• [What to work on]: Rewrite the entries from the line with "On this screenshot, the short" to the line with "[440,450,460,475]", swapping "white sneaker" for "white canvas shoe" and leaving everything else unchanged.

(Rows from a box-labeling dataset)
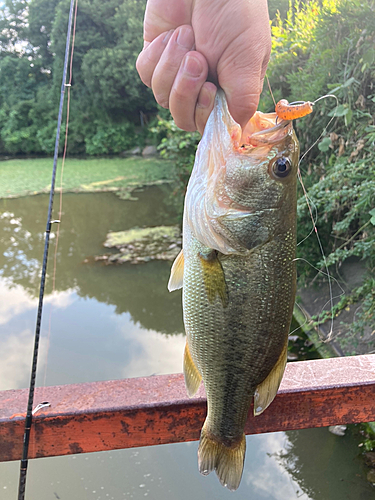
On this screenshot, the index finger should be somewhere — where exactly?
[143,0,192,43]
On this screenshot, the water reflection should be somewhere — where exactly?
[0,188,183,334]
[0,189,373,500]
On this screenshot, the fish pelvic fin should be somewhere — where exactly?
[198,423,246,491]
[254,341,288,416]
[184,342,202,398]
[199,250,228,307]
[168,250,185,292]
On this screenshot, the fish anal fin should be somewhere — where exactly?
[254,341,288,416]
[168,250,184,292]
[184,342,202,398]
[199,250,228,307]
[198,424,246,491]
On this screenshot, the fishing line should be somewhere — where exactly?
[297,94,339,342]
[43,0,78,392]
[18,0,75,500]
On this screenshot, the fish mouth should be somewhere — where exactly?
[239,111,293,151]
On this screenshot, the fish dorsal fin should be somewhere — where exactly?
[254,341,288,416]
[168,250,184,292]
[184,342,202,398]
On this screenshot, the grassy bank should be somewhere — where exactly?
[0,158,174,198]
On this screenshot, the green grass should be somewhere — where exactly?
[0,158,174,198]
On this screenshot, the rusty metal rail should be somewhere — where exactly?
[0,355,375,461]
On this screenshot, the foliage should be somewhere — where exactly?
[151,116,200,192]
[85,121,134,156]
[0,157,174,198]
[0,0,155,155]
[262,0,375,344]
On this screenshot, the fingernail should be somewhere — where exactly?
[176,27,194,50]
[198,87,211,108]
[183,56,203,77]
[163,30,174,43]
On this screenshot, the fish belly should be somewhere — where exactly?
[183,229,295,446]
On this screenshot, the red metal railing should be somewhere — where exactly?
[0,355,375,461]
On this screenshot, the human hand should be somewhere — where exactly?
[137,0,271,133]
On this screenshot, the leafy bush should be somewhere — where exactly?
[262,0,375,340]
[85,121,134,156]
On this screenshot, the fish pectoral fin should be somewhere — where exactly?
[168,250,184,292]
[254,341,288,416]
[199,250,228,307]
[184,342,202,398]
[198,423,246,491]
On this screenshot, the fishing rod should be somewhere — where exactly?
[18,0,78,500]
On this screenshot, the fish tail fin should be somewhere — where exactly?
[198,424,246,491]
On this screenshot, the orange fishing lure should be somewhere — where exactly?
[275,99,313,120]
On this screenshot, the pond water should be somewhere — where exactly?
[0,188,373,500]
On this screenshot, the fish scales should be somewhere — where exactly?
[168,92,299,490]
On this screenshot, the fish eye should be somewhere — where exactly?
[272,156,292,178]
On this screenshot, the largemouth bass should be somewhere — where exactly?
[168,91,299,490]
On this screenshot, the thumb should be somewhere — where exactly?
[217,32,271,128]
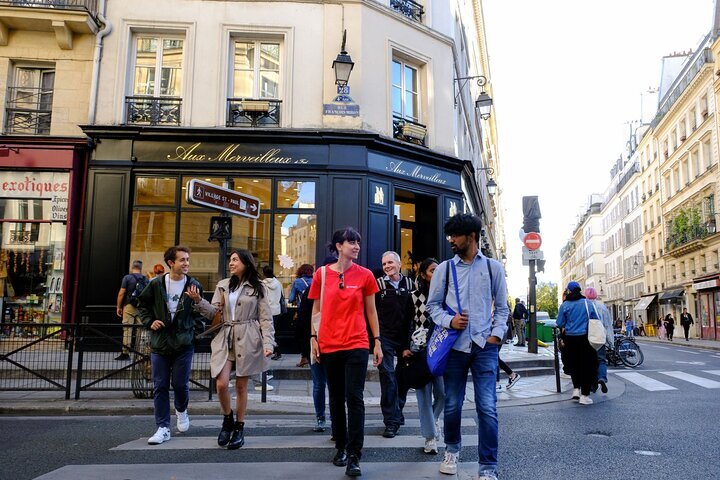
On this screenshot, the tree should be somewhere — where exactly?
[536,282,558,318]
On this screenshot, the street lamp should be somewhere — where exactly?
[454,75,492,120]
[475,167,497,195]
[333,30,355,87]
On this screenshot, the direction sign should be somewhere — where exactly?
[523,232,542,250]
[186,178,260,218]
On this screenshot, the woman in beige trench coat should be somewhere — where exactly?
[193,250,275,450]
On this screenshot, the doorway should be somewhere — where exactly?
[393,189,438,279]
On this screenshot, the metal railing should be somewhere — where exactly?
[226,98,282,127]
[390,0,425,22]
[125,96,182,126]
[4,87,53,135]
[0,323,212,399]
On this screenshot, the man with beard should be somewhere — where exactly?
[427,214,510,480]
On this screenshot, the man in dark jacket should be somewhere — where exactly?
[375,252,414,438]
[513,298,527,347]
[138,246,204,445]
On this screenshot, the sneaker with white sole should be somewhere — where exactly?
[440,451,460,475]
[175,409,190,432]
[148,427,170,445]
[423,438,437,455]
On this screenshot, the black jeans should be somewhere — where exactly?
[320,348,369,458]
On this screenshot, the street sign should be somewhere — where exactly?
[186,179,260,218]
[523,232,542,250]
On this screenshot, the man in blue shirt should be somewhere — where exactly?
[427,214,509,480]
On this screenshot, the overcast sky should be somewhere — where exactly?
[483,0,714,297]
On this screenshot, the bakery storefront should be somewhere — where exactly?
[80,127,484,346]
[0,140,86,337]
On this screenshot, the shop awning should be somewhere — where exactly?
[658,288,685,303]
[633,295,655,310]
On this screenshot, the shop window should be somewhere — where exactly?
[125,35,184,125]
[5,66,55,135]
[227,39,281,127]
[277,181,315,208]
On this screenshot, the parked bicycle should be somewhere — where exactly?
[605,334,645,368]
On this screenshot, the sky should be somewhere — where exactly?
[482,0,714,297]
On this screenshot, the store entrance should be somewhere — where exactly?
[394,189,438,278]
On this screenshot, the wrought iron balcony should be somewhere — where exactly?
[390,0,425,22]
[225,98,282,127]
[5,87,53,135]
[125,96,182,126]
[393,115,427,147]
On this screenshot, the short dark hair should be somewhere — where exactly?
[444,213,482,243]
[163,245,190,267]
[328,227,362,253]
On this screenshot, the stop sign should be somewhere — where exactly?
[523,232,542,250]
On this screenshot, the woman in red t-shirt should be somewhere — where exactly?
[308,227,382,477]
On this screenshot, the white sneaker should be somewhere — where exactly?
[175,410,190,432]
[423,438,437,455]
[148,427,170,445]
[440,450,460,475]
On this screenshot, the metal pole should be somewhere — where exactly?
[528,260,537,353]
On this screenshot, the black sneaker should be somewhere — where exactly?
[345,454,362,477]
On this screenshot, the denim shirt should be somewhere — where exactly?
[427,252,510,353]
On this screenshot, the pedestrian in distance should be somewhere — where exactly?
[428,214,510,480]
[190,250,275,450]
[665,313,675,342]
[680,308,695,342]
[115,260,149,361]
[403,258,445,455]
[584,287,615,393]
[138,246,205,445]
[512,298,528,347]
[375,252,414,438]
[557,281,599,405]
[308,227,383,477]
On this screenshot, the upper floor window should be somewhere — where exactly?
[125,35,184,125]
[5,66,55,135]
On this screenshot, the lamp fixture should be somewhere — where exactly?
[475,167,497,195]
[454,75,492,120]
[333,30,355,87]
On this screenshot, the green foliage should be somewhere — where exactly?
[535,282,558,318]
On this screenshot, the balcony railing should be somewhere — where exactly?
[226,98,282,127]
[125,97,182,125]
[393,115,427,147]
[5,87,53,135]
[390,0,425,22]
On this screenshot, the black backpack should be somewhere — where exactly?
[128,275,150,308]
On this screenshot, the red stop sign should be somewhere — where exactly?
[523,232,542,250]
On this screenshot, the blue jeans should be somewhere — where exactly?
[378,336,405,427]
[444,342,499,472]
[150,346,195,428]
[415,377,445,439]
[310,363,327,418]
[598,345,607,383]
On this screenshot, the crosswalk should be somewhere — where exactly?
[610,370,720,392]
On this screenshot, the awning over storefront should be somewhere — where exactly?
[658,288,685,303]
[633,295,655,310]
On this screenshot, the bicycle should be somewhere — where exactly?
[605,335,645,368]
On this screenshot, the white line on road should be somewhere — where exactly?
[660,372,720,388]
[615,372,677,392]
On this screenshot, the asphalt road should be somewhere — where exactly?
[0,343,720,480]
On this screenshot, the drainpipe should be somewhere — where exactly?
[88,0,112,125]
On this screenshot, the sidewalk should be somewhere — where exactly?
[0,345,571,415]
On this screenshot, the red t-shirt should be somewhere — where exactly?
[308,263,379,353]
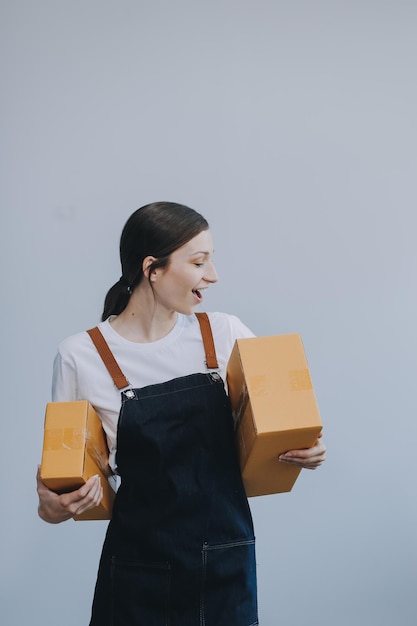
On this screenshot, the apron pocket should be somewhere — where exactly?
[111,557,171,626]
[200,539,258,626]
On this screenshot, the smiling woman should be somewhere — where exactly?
[38,202,325,626]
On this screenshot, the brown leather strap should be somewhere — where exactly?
[87,326,129,389]
[87,313,219,389]
[195,313,219,369]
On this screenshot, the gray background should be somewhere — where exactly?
[0,0,417,626]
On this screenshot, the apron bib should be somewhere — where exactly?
[89,314,258,626]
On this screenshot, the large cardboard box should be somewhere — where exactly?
[41,400,115,520]
[227,334,322,496]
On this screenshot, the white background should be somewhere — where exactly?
[0,0,417,626]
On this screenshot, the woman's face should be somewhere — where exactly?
[151,230,218,315]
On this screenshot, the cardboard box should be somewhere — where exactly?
[41,400,115,520]
[227,334,322,496]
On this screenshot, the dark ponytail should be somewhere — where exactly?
[101,202,209,321]
[101,279,131,322]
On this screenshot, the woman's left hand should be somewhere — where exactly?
[278,433,326,469]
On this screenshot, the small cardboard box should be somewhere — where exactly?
[41,400,115,520]
[227,334,322,496]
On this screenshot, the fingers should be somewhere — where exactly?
[278,433,326,469]
[61,475,103,516]
[36,467,103,524]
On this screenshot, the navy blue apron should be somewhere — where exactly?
[90,314,258,626]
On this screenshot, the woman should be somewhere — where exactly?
[38,202,325,626]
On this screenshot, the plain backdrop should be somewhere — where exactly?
[0,0,417,626]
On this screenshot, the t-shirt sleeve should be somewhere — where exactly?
[52,352,80,402]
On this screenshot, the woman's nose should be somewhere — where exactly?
[204,261,219,283]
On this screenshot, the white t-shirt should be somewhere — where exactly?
[52,313,254,469]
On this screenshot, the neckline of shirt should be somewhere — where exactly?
[99,313,188,351]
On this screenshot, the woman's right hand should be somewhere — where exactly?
[36,466,103,524]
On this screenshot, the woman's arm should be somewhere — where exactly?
[36,467,103,524]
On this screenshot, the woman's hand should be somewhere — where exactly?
[278,433,326,469]
[36,467,103,524]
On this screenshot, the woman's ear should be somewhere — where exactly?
[142,256,157,280]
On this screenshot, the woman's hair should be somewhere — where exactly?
[101,202,209,321]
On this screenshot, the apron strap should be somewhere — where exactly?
[87,313,219,389]
[87,326,129,389]
[195,313,219,369]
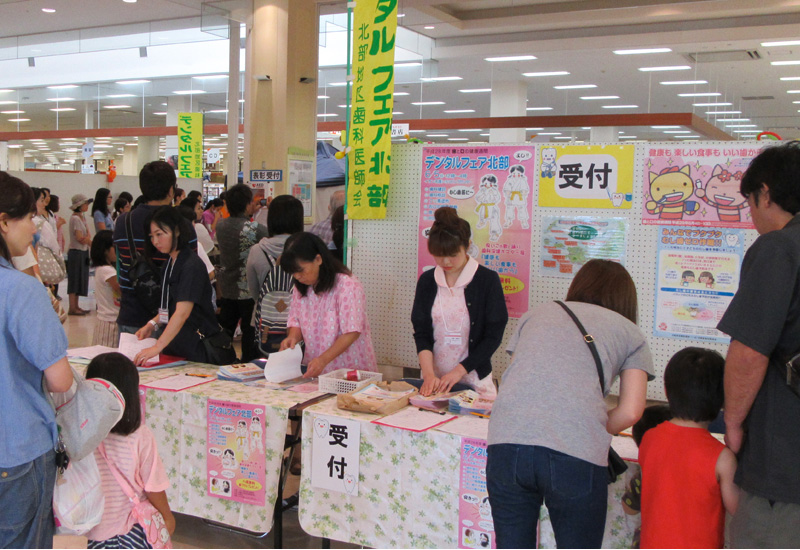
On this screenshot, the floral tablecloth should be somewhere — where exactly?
[299,399,639,548]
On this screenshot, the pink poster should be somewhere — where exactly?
[206,399,266,506]
[642,143,762,229]
[458,437,497,548]
[418,145,536,318]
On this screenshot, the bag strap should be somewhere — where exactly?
[556,300,606,398]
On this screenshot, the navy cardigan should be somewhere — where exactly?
[411,265,508,378]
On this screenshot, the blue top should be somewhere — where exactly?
[0,257,67,468]
[92,210,114,231]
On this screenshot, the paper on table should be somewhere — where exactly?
[119,332,158,363]
[372,407,456,432]
[264,346,303,382]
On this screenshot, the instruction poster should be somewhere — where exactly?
[538,145,635,210]
[206,399,266,506]
[458,437,497,548]
[540,216,628,278]
[418,146,536,318]
[642,143,763,229]
[653,227,744,342]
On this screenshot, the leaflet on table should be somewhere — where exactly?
[458,437,497,548]
[653,226,744,343]
[264,346,303,382]
[206,399,266,506]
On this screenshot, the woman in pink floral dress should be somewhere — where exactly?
[280,232,378,378]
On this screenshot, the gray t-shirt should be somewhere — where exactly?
[488,302,654,466]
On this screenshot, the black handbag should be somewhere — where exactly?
[556,300,628,485]
[197,328,239,365]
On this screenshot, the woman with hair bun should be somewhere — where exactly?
[411,207,508,396]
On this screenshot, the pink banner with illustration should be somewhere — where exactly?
[418,145,536,318]
[206,399,266,506]
[642,143,763,229]
[458,437,490,548]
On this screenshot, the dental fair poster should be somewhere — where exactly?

• [Full solution]:
On this screenshot, the short dark hair should be somewhere — where exactly?
[444,213,482,243]
[163,245,190,267]
[328,227,362,253]
On this screenshot, the stop sign should be somewhere — where exactly?
[523,232,542,250]
On this screenshot, the woman in red t-shirt should be somewhere — where exactly?
[308,227,382,477]
On this screenshot, the white canvas shoe should be somewhere — where exactly?
[175,410,190,432]
[423,438,437,455]
[148,427,170,445]
[440,450,460,475]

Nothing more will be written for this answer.